= EXCERPTED TEXT =
---*---

Nearly the whole financial system bought into subprime mortgages and the securities that were backed by them — and amounted to bundles of bad debt.
In his new book, The Big Short, Michael Lewis writes about people who didn't buy in. In fact, they bet against the colossal tower of debt that Wall Street built. They shorted it — and they profited from its eventual collapse.
For Lewis, The Big Short is his return to the scene of the crime. Twenty years ago, he wrote about his experience working as a young bond trader at Salomon Brothers. Liar's Poker was an astonishing tale of kids fresh out of Ivy League schools making huge decisions about other people's money with no qualifications for doing so.
By the time of the financial crisis, the generation he wrote about in Liar's Poker was established Wall Streeters, typically up to their eyeballs in mortgage-backed securities.
The people he writes about in The Big Short are outsiders by virtue of youth or personality.

---*---

Listing drawn from a dataset
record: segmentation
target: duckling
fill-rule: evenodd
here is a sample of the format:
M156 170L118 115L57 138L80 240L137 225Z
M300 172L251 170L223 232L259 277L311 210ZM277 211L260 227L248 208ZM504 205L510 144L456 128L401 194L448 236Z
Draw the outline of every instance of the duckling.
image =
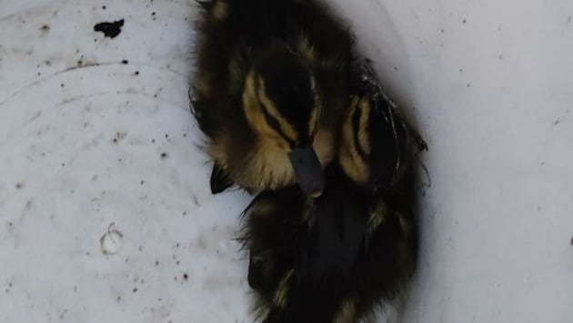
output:
M211 191L324 189L348 99L349 30L317 0L211 0L198 23L192 110Z
M264 191L244 212L247 280L264 322L357 322L415 269L420 139L368 71L356 83L323 194L312 199L296 186Z

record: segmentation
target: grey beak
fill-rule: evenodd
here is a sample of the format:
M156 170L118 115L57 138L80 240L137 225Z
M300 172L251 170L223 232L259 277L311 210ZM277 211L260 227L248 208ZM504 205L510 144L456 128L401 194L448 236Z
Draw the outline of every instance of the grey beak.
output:
M313 198L320 196L325 189L325 173L312 146L293 149L288 158L300 189Z

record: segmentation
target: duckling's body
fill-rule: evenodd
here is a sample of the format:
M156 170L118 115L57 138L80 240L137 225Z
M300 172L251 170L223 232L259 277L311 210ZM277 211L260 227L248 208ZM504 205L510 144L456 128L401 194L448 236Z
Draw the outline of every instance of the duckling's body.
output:
M265 322L356 322L415 269L415 142L386 100L360 95L323 194L266 191L246 210L248 282Z
M192 90L214 161L212 191L233 184L275 190L304 181L306 171L297 171L289 152L309 147L305 152L314 151L318 169L333 158L347 101L347 29L314 0L202 5Z

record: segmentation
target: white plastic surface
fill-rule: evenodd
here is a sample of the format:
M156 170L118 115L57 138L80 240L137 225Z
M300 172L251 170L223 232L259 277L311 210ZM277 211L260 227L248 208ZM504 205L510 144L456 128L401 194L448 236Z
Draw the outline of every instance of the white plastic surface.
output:
M335 5L429 144L402 321L573 321L573 3ZM0 322L252 321L249 198L211 196L189 114L195 15L0 0Z

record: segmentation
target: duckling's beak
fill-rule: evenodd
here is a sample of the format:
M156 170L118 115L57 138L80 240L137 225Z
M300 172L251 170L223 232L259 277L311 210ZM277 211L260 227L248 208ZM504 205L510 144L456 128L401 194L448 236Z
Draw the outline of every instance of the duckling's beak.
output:
M312 146L295 148L288 152L300 189L313 198L317 198L325 189L325 173Z

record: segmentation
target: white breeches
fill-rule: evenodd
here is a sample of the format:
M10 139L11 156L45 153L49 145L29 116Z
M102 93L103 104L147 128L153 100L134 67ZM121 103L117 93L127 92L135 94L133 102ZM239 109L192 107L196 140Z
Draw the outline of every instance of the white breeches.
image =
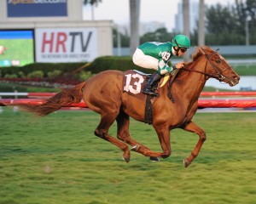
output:
M155 59L149 55L145 55L143 52L139 48L136 49L132 56L132 60L133 63L138 66L158 71L158 59Z

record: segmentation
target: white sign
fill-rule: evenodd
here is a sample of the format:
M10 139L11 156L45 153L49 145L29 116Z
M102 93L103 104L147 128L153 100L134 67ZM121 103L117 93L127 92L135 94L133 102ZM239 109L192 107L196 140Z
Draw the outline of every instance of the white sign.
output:
M37 62L92 61L98 57L96 28L38 28Z

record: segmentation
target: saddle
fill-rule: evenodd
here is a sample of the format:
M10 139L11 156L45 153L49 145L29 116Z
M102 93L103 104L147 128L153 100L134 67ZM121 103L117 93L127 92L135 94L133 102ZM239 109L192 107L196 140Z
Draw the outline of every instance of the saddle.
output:
M157 97L145 95L142 93L150 76L150 74L145 74L136 70L126 71L123 76L123 91L146 104L144 122L148 124L153 123L153 104L158 99ZM160 82L153 88L153 90L158 92L159 88L165 85L169 77L169 75L164 76Z

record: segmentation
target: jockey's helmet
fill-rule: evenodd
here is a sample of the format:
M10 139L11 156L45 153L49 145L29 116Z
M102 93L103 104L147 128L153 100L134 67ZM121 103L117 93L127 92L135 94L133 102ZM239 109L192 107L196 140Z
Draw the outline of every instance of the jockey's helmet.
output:
M189 48L190 41L189 41L188 37L179 34L179 35L177 35L176 37L174 37L174 38L172 39L171 44L173 47L177 46L178 48Z

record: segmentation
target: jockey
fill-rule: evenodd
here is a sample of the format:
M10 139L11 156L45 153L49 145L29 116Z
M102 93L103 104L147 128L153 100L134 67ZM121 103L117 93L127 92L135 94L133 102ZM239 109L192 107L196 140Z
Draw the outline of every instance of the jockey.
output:
M172 42L148 42L138 46L132 56L133 63L146 69L157 71L149 78L146 87L143 89L143 93L158 96L159 94L154 93L152 88L165 74L183 67L183 62L169 66L167 65L169 60L172 56L183 56L189 47L190 41L184 35L177 35Z

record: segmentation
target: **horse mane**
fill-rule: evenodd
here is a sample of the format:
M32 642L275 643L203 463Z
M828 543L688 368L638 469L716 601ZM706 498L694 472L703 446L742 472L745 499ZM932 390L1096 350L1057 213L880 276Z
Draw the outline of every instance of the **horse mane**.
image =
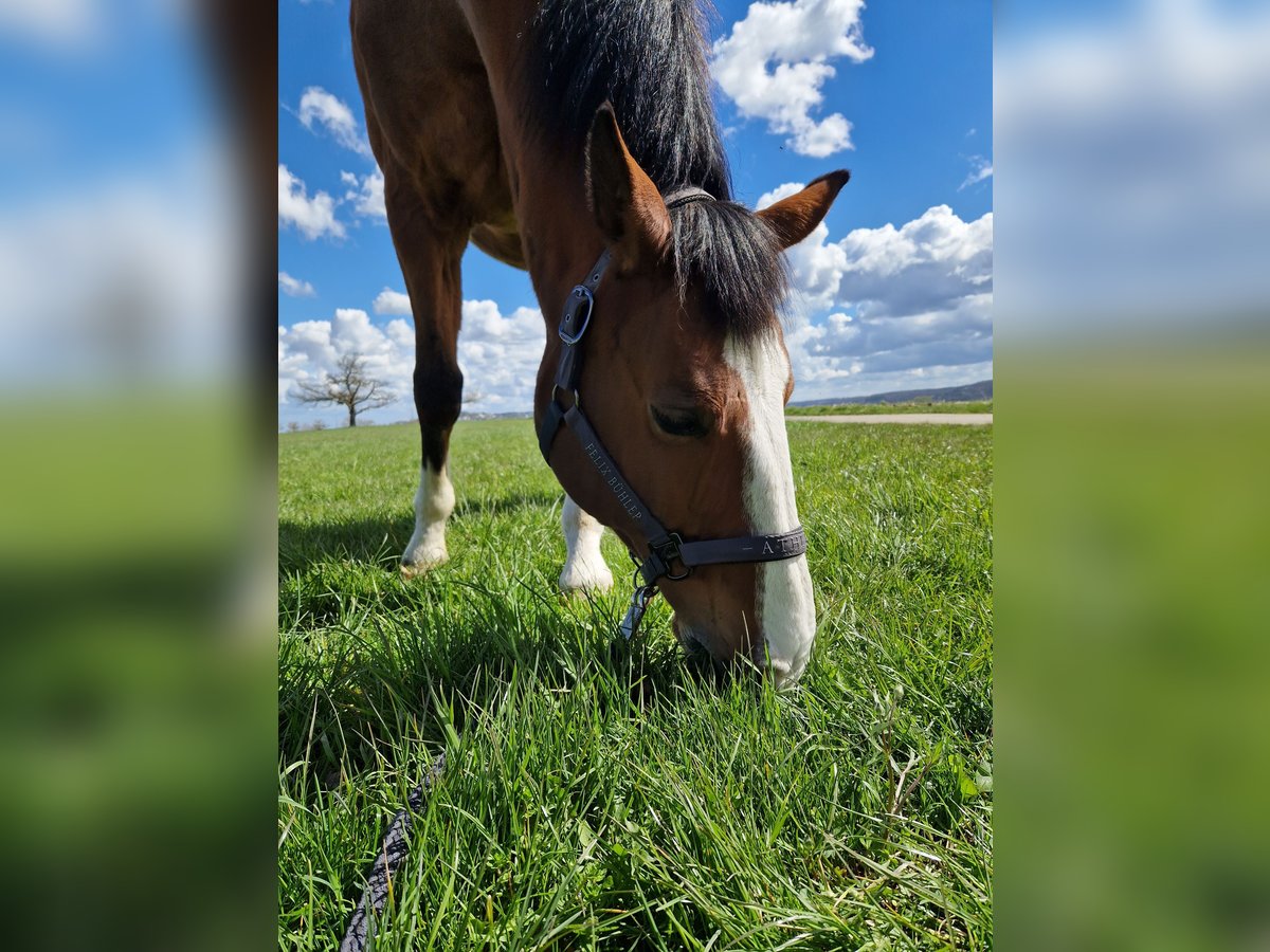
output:
M732 201L711 98L700 0L542 0L528 50L531 123L583 154L596 110L610 102L635 161L669 194L715 197L671 211L681 294L742 339L771 326L787 273L775 232Z

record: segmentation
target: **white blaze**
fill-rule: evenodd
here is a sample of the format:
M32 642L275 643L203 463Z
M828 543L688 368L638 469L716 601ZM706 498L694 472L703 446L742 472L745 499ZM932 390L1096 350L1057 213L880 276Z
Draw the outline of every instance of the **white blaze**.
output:
M775 333L739 344L729 336L724 359L749 401L743 500L756 534L789 532L799 524L794 473L785 432L789 359ZM806 556L759 562L756 603L777 687L803 674L815 637L815 604Z

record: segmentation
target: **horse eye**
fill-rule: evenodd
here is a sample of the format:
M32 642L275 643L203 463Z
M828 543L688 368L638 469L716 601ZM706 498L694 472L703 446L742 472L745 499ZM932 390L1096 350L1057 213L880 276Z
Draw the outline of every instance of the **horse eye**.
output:
M710 420L697 410L659 410L648 407L657 428L669 437L704 437L710 432Z

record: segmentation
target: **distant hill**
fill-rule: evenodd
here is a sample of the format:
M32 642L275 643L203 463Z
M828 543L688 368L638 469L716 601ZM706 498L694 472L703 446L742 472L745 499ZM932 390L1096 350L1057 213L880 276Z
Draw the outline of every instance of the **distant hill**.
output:
M828 400L795 400L790 406L836 406L838 404L954 404L968 400L992 400L992 381L964 383L960 387L932 387L930 390L894 390L890 393L872 393L862 397L829 397Z

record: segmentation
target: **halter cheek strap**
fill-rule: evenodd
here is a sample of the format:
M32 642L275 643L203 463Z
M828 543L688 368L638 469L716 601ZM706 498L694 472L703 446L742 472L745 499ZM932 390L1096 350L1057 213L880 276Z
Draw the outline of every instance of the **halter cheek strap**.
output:
M677 208L691 202L706 202L714 198L702 189L690 188L672 193L667 208ZM677 532L668 531L653 512L639 498L639 494L622 476L617 463L605 449L591 420L582 409L578 393L578 378L582 374L582 348L579 347L591 326L596 310L596 289L608 269L611 254L605 250L599 260L587 273L587 278L569 292L560 326L556 330L563 344L556 364L555 381L551 387L551 400L538 426L538 449L542 458L550 463L551 444L561 426L566 426L577 437L587 459L599 473L618 505L635 523L640 534L648 541L648 553L635 561L636 576L640 584L631 597L630 609L622 619L622 635L630 638L639 628L644 609L657 594L658 583L686 579L698 565L728 565L737 562L773 562L784 559L796 559L806 552L806 536L798 526L789 532L775 536L735 536L732 538L685 541ZM565 407L560 402L564 393L573 396L573 405Z

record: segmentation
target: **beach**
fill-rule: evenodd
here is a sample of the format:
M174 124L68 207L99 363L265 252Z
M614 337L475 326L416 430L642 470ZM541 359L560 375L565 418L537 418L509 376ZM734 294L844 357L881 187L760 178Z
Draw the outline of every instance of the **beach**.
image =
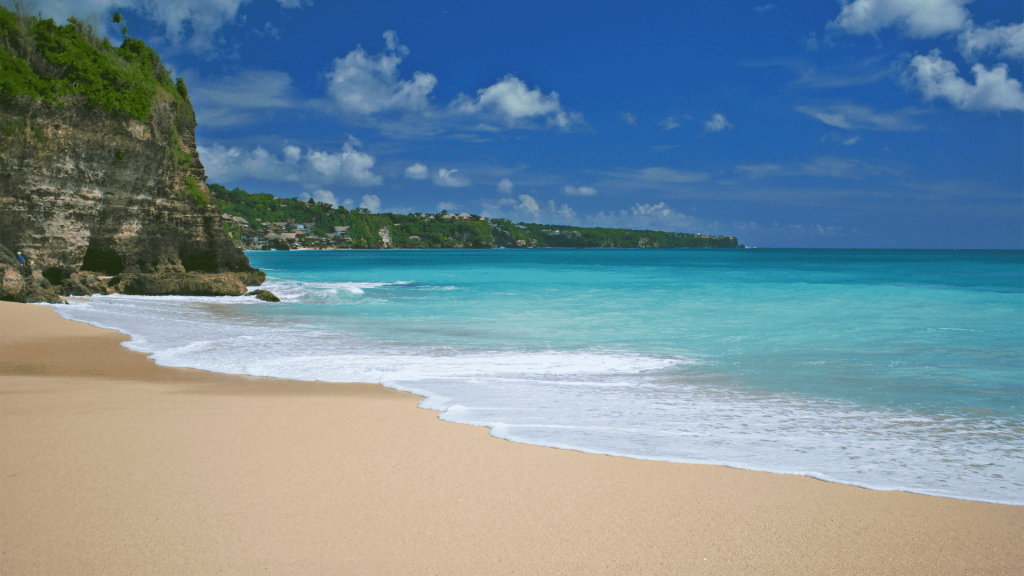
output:
M514 444L0 302L4 574L1018 574L1024 508Z

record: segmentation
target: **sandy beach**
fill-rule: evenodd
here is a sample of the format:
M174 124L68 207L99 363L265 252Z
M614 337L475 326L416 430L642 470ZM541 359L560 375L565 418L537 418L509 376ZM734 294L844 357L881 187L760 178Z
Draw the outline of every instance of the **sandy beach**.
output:
M512 444L0 302L3 574L1020 574L1024 508Z

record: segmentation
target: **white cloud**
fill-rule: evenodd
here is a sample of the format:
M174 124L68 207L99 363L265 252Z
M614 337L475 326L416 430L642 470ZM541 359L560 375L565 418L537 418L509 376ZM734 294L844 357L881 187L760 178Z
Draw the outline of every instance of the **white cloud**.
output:
M335 198L334 193L329 190L317 190L316 192L306 193L303 192L299 195L300 200L309 200L312 198L316 202L325 202L332 206L338 206L338 199Z
M190 84L196 119L204 126L253 124L269 111L296 106L292 78L284 72L250 70Z
M302 149L297 146L286 146L283 151L285 153L285 160L291 164L295 164L302 159Z
M574 186L562 187L562 192L568 196L594 196L597 194L597 191L589 186L582 186L579 188Z
M378 186L383 178L372 168L373 156L359 152L346 142L340 153L309 149L301 155L298 147L286 146L284 160L262 147L247 152L222 145L197 147L206 173L214 179L258 178L279 181L302 181L325 186L341 182L354 186Z
M451 170L439 168L437 173L434 174L434 186L463 188L473 183L469 180L469 178L456 174L458 171L459 170L457 168L453 168Z
M386 49L370 55L356 46L344 58L334 59L327 73L328 92L342 111L370 115L382 111L422 111L430 106L430 92L437 85L433 74L413 73L412 80L398 78L398 65L409 48L398 44L393 30L384 33Z
M406 168L407 178L412 178L414 180L425 180L429 176L430 174L427 171L427 167L424 166L423 164L420 164L419 162L413 164L409 168Z
M975 82L970 84L961 78L956 65L942 58L936 48L927 56L914 56L910 69L907 81L929 100L943 98L968 111L1024 111L1021 83L1009 77L1006 65L995 65L991 70L981 64L974 65L971 72Z
M495 116L510 127L529 127L523 121L542 118L548 126L560 129L583 124L583 115L562 108L558 92L545 95L539 87L530 90L511 74L476 93L475 98L459 94L449 109L457 114Z
M663 130L671 130L673 128L678 128L682 126L682 124L679 123L679 120L675 116L670 116L666 118L665 120L658 122L657 125L660 126Z
M849 34L877 34L901 28L911 38L932 38L968 26L964 6L972 0L855 0L843 2L839 16L828 24Z
M255 34L259 38L266 38L267 36L269 36L274 40L281 40L281 29L274 28L273 25L271 25L270 23L266 23L265 25L263 25L262 30L254 28L253 34Z
M555 206L554 200L548 201L548 211L553 213L557 219L561 221L574 221L575 220L575 210L569 208L568 204L562 204L561 207Z
M1008 58L1024 58L1024 23L1010 26L971 28L959 35L959 50L967 58L996 52Z
M894 132L916 130L921 127L909 121L910 112L878 113L869 108L856 105L837 105L824 108L798 106L797 111L817 118L829 126L846 130Z
M579 223L577 212L568 204L558 205L554 200L540 202L528 194L518 198L502 198L497 202L484 201L480 215L488 218L509 218L513 221L543 223Z
M371 170L377 160L355 150L350 142L345 142L340 154L307 150L306 161L322 174L343 174L358 186L378 186L384 181L384 178Z
M586 225L628 228L632 230L664 230L680 232L709 232L714 228L699 219L677 212L665 202L635 205L627 210L598 212L585 218Z
M713 114L711 120L705 122L705 130L708 132L720 132L726 128L732 128L732 124L721 114Z
M359 202L359 208L366 208L371 212L379 212L381 209L381 199L373 194L367 194L362 197L362 202Z
M522 204L518 206L519 209L530 212L535 216L540 214L541 206L537 203L537 200L534 200L532 196L528 194L520 194L519 201L522 202Z
M821 139L819 141L821 141L821 142L833 141L833 142L842 143L842 145L845 145L845 146L853 146L853 145L855 145L855 143L857 143L857 142L860 141L860 135L859 134L856 134L856 135L844 134L844 133L838 131L838 130L833 130L831 132L828 132L826 134L822 134L821 135Z

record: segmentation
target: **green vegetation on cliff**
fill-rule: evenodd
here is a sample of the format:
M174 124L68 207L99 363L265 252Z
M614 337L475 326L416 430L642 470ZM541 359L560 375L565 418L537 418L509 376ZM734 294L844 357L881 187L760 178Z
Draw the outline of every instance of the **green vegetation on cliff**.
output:
M265 278L210 202L184 81L122 32L115 48L0 7L0 299L241 295Z
M81 95L104 113L141 121L156 98L190 109L184 81L177 84L153 48L125 36L115 48L93 28L75 18L15 14L0 7L0 98L17 95L63 106L60 96Z
M372 214L210 184L224 229L245 248L736 248L735 238L514 223L475 214ZM239 221L237 217L244 221ZM339 230L343 229L343 230Z

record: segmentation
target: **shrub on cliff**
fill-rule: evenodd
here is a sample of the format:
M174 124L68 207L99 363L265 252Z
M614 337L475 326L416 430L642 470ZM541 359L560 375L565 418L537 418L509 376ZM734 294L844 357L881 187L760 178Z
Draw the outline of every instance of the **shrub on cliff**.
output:
M26 95L60 107L60 96L82 95L104 113L145 121L158 92L188 106L184 81L175 85L141 40L126 36L115 48L75 18L58 26L0 6L0 98Z

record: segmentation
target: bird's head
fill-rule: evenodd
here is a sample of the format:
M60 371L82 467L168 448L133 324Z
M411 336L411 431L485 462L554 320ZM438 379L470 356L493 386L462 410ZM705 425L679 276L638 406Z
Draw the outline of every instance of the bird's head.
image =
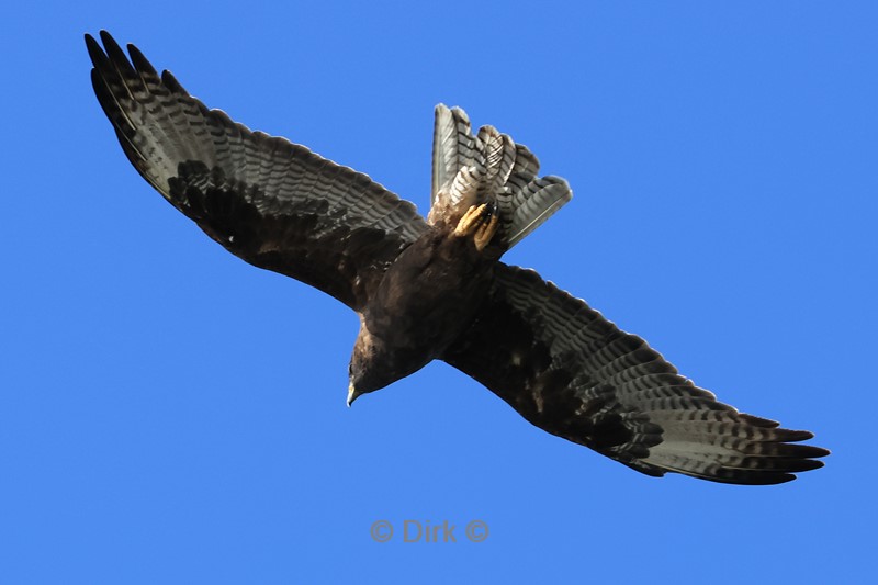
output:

---*---

= PROBLEM 1 =
Answer these questions from the passage on The Big Short:
(a) What did the people Lewis writes about in The Big Short do with the tower of debt Wall Street built?
(b) At which firm did Lewis work as a young bond trader?
(c) How many years ago did Lewis write about that experience?
= PROBLEM 2 =
Continue the passage on The Big Short from its final sentence.
The listing bears no relation to the passage on The Big Short.

= ANSWER SECTION 1 =
(a) They bet against it by shorting it, and they profited from its eventual collapse.
(b) Salomon Brothers.
(c) Twenty years ago.

= ANSWER SECTION 2 =
Wall Street's Heroes And Demons
One of the characters in Lewis' latest Wall Street saga is an unlikely hero, Michael Burry. He's a young hedge fund manager based in San Jose, Calif., who has Asperger's syndrome.
Originally a neurologist, Burry quit being a doctor during his residency at Stanford Hospital because of a stock market blog he wrote in his spare time. One day, Burry posted a message saying that he was sick of medicine and he planned to go into investing. Two major stock market investors tracked him down to stake him to a business investing in the stock market.
Burry's track record over the next few years, Lewis tells NPR's Robert Siegel, was astonishing.
Discovering Disaster
Then Burry began to realize that the futures of several companies he was investing in turned on a weird lending market, the subprime mortgage bond market. So he started reading the prospectuses of subprime mortgage bond offerings. In the structure of the loans, Burry could see the future disaster. So he figured out how to use this knowledge to his advantage, and he became the first investor off Wall Street to make the big bet against them.
You have this body of facts out there in the financial world, and the vast majority of the people in that world are organizing the facts into one kind of picture -- and it's a pretty picture. And a handful of other people take the exact same facts, but they organize it into a different picture.
Burry went in so early that his investors thought he was crazy.
"He ends up feeling more cynical about Wall Street than anybody I've ever met because of his dealings with the Wall Street firms," Lewis says.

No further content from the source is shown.